Aufgabenstellung: Gib aus dem Text über Bildung und frühe Mutterschaft die Passage von „Eine Instagram-Nutzerin mit“ bis „sowie ihren Schwestern.“ wortgetreu wieder.

Textauszug:
****************************************

Khadija Ahmad hat Angst davor, ihre Bildung nicht weiter verfolgen zu können. Quelle: instagram
Oder Khadija Ahmad, die mit fünfzehn die „junior secondary school“ abgeschlossen und nun Angst davor hat, ihre Schulbildung nicht fortsetzen zu dürfen. Sobald ihre Eltern sie einem Mann versprechen und die Hochzeit bevorsteht, wird es für sie schwer, sich weiter auf ihre Ausbildung zu konzentrieren. Also gibt sie ihr Bestes, sodass ihre Eltern erkennen, wie sehr sie sich um ihre Bildung bemüht und ihr erlauben, eine „senior secondary school“ zu besuchen.
Eine Instagram-Nutzerin mit dem Namen runs_with_gardenshears schreibt zu einem gemeinsamen Foto von sich mit ihrer fünfzehnjährigen Tochter:
„Das Härteste für mich als 15-Jährige war, mein erstes Kind zu gebären, mich alleine und wie eine Versagerin zu fühlen.“
Nachdem sie selbst als Kind einer Teen-Mutter und einem Alkoholiker zwischen Chaos, Kinderheimen und ihren Geschwistern groß geworden ist, wollte sie es besser machen, bessere Entscheidungen treffen und ihrem Kind ein schöneres Leben bieten. Heute, so schreibt sie weiter, habe sie eine Ausbildung als Krankenschwester, eine tolle Arbeitsstelle, sei glücklich verheiratet mit drei Kindern und führt eine tolle Beziehung mit ihrer Mutter sowie ihren Schwestern.

****************************************

Datenmaterial:
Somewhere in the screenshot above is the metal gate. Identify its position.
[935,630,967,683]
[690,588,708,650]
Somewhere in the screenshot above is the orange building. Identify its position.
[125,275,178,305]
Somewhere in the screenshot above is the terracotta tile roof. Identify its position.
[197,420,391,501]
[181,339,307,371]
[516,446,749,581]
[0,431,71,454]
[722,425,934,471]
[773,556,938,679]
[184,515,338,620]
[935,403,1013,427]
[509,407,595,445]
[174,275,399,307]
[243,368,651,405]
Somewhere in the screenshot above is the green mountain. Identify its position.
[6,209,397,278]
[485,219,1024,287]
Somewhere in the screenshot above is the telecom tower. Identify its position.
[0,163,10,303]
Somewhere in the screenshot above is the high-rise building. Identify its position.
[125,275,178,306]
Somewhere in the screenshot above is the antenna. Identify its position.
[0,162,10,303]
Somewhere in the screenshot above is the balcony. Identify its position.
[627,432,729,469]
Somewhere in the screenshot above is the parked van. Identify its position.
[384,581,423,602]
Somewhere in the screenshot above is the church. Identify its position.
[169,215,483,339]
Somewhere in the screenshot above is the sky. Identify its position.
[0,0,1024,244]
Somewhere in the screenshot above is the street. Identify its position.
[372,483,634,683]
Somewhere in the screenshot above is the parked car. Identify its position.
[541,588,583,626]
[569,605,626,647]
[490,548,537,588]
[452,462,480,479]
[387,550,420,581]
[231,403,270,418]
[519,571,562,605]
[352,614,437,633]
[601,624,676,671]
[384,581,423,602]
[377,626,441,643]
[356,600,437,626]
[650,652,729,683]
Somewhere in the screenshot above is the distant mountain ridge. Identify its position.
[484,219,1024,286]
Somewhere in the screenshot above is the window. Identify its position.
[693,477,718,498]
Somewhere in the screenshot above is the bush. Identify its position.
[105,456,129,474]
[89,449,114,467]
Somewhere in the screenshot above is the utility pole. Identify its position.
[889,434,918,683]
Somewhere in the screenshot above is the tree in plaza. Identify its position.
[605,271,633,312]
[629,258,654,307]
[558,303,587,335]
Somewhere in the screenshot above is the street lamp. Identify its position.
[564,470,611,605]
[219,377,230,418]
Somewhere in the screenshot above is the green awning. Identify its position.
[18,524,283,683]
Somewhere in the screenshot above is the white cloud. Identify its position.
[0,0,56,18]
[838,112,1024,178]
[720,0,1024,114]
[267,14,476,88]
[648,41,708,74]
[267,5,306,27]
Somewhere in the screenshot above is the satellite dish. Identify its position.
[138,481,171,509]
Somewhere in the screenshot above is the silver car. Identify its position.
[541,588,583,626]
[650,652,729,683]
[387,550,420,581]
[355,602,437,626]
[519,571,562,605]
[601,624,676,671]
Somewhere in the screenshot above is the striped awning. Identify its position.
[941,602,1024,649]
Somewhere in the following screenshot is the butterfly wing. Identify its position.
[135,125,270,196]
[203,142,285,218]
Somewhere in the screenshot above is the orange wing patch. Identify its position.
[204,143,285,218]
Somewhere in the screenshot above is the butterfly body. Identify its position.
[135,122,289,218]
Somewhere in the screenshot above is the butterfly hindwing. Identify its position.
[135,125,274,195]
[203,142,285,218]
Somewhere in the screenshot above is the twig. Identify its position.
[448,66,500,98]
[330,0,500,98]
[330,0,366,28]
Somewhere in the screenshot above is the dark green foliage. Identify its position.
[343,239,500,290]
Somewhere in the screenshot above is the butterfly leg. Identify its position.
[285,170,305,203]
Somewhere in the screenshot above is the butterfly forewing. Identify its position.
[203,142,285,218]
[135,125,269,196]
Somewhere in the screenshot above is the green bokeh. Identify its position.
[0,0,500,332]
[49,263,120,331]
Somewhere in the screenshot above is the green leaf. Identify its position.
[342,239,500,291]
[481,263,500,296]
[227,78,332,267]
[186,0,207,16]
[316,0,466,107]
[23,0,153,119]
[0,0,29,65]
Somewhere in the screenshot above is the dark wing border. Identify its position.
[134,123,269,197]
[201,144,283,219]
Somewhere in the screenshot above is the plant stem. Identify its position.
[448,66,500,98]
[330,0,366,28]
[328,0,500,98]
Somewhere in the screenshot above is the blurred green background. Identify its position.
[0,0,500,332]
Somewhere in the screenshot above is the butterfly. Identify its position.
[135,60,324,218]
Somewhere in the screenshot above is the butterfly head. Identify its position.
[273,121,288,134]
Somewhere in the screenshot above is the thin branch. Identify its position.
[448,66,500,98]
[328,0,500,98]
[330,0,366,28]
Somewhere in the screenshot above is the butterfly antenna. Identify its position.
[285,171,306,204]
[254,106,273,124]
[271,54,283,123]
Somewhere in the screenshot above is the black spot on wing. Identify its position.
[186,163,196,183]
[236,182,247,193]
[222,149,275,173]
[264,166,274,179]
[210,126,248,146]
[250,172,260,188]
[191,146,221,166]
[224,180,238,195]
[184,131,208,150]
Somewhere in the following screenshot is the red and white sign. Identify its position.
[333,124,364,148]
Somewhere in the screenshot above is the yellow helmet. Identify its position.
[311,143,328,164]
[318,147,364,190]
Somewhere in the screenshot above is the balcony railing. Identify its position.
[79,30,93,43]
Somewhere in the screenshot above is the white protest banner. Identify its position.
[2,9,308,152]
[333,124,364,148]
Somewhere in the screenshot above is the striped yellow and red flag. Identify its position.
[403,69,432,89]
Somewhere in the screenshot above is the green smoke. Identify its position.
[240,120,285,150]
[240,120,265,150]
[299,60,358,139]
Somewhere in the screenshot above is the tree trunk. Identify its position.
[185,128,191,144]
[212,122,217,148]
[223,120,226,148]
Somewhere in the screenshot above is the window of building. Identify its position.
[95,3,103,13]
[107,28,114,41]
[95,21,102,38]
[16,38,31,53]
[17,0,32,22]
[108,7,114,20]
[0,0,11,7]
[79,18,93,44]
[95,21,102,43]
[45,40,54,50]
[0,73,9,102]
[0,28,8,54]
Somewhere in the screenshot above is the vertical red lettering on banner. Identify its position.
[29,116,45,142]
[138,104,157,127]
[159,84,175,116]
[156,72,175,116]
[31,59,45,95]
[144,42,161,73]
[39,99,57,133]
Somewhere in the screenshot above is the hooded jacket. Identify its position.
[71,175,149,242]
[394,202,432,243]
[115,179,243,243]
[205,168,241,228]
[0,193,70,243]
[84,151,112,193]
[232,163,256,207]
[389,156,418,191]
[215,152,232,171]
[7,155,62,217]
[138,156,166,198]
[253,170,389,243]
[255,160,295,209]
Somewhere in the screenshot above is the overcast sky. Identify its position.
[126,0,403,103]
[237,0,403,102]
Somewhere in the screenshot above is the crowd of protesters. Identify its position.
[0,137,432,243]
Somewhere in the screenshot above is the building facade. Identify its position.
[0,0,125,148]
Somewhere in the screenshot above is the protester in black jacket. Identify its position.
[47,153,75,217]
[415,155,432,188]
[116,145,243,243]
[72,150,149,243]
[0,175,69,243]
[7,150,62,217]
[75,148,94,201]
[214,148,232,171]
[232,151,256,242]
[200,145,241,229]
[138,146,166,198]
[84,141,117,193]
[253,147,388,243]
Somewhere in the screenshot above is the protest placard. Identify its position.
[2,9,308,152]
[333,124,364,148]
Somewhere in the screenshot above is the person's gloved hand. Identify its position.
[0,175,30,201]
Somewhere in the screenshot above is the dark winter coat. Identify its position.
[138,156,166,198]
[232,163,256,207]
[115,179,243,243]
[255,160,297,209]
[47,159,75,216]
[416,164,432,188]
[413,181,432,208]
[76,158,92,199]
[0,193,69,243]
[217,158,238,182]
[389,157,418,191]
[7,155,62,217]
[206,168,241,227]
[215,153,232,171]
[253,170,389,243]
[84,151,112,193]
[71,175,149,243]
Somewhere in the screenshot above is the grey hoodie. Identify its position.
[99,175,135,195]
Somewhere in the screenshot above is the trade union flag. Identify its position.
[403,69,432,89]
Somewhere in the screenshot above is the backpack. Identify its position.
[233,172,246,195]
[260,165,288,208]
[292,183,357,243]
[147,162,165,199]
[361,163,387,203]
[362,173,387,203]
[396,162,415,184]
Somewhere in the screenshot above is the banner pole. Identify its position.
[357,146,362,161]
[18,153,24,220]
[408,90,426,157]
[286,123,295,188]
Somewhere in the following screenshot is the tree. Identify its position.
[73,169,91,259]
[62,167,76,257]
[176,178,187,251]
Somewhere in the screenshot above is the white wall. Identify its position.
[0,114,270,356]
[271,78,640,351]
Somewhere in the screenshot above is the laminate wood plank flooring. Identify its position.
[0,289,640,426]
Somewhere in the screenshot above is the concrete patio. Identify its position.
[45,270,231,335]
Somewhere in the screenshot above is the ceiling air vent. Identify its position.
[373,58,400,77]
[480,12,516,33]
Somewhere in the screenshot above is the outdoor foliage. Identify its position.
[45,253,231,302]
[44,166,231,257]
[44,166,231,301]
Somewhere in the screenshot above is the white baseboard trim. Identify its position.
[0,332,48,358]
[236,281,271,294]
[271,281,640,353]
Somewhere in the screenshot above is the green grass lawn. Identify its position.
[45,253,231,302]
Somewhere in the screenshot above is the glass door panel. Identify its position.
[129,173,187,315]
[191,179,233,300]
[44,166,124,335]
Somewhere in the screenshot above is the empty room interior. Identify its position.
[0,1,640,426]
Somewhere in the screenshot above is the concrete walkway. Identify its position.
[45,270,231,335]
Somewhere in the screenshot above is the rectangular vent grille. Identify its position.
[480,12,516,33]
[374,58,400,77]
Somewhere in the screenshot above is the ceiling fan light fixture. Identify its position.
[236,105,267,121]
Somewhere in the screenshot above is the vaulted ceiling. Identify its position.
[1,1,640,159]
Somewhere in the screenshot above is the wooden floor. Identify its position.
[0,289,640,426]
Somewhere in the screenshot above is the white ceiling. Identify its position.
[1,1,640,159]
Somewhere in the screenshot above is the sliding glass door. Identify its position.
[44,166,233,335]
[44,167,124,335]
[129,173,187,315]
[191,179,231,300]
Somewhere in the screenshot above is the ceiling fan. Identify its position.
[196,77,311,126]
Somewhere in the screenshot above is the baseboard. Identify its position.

****************************************

Fertige Antwort:
Eine Instagram-Nutzerin mit dem Namen runs_with_gardenshears schreibt zu einem gemeinsamen Foto von sich mit ihrer fünfzehnjährigen Tochter:
„Das Härteste für mich als 15-Jährige war, mein erstes Kind zu gebären, mich alleine und wie eine Versagerin zu fühlen.“
Nachdem sie selbst als Kind einer Teen-Mutter und einem Alkoholiker zwischen Chaos, Kinderheimen und ihren Geschwistern groß geworden ist, wollte sie es besser machen, bessere Entscheidungen treffen und ihrem Kind ein schöneres Leben bieten. Heute, so schreibt sie weiter, habe sie eine Ausbildung als Krankenschwester, eine tolle Arbeitsstelle, sei glücklich verheiratet mit drei Kindern und führt eine tolle Beziehung mit ihrer Mutter sowie ihren Schwestern.